■ Given exercise: How many lines in the material below contain the string "cluster", with case counting? Give only the number.
• • • •
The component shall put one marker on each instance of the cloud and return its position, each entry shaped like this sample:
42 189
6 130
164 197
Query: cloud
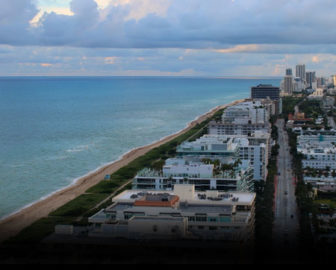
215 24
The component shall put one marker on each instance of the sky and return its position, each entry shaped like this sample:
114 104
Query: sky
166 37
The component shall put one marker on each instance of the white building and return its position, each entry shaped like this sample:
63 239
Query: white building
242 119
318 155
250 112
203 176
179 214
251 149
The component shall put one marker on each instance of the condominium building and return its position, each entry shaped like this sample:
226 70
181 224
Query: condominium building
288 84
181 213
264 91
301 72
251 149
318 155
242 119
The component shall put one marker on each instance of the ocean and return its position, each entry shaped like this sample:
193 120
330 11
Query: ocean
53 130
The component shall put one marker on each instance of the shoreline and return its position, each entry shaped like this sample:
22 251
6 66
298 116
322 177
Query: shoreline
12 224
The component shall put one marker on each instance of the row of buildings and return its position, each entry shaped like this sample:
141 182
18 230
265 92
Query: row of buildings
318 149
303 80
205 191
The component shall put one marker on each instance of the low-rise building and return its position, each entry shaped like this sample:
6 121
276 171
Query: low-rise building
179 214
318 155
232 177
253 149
• • • •
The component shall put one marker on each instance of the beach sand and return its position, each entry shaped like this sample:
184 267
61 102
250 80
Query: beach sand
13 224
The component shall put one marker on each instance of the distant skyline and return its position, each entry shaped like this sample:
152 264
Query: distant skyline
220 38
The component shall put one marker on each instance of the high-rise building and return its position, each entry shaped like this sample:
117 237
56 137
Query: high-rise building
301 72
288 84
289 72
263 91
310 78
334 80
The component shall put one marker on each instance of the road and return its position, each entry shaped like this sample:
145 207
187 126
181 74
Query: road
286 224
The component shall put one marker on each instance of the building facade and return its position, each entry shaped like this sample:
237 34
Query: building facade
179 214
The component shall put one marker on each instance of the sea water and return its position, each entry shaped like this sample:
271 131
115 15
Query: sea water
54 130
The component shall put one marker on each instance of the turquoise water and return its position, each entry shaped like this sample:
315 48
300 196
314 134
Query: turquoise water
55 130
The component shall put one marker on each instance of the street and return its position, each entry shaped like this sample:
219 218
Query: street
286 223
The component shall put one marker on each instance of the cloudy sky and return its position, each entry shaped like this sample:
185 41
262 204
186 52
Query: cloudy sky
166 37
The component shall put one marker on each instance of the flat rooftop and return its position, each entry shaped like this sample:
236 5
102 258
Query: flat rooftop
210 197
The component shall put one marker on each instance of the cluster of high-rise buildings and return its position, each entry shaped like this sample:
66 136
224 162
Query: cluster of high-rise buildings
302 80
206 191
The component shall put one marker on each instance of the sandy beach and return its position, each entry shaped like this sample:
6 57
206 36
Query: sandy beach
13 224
• • • •
■ Correct response: 2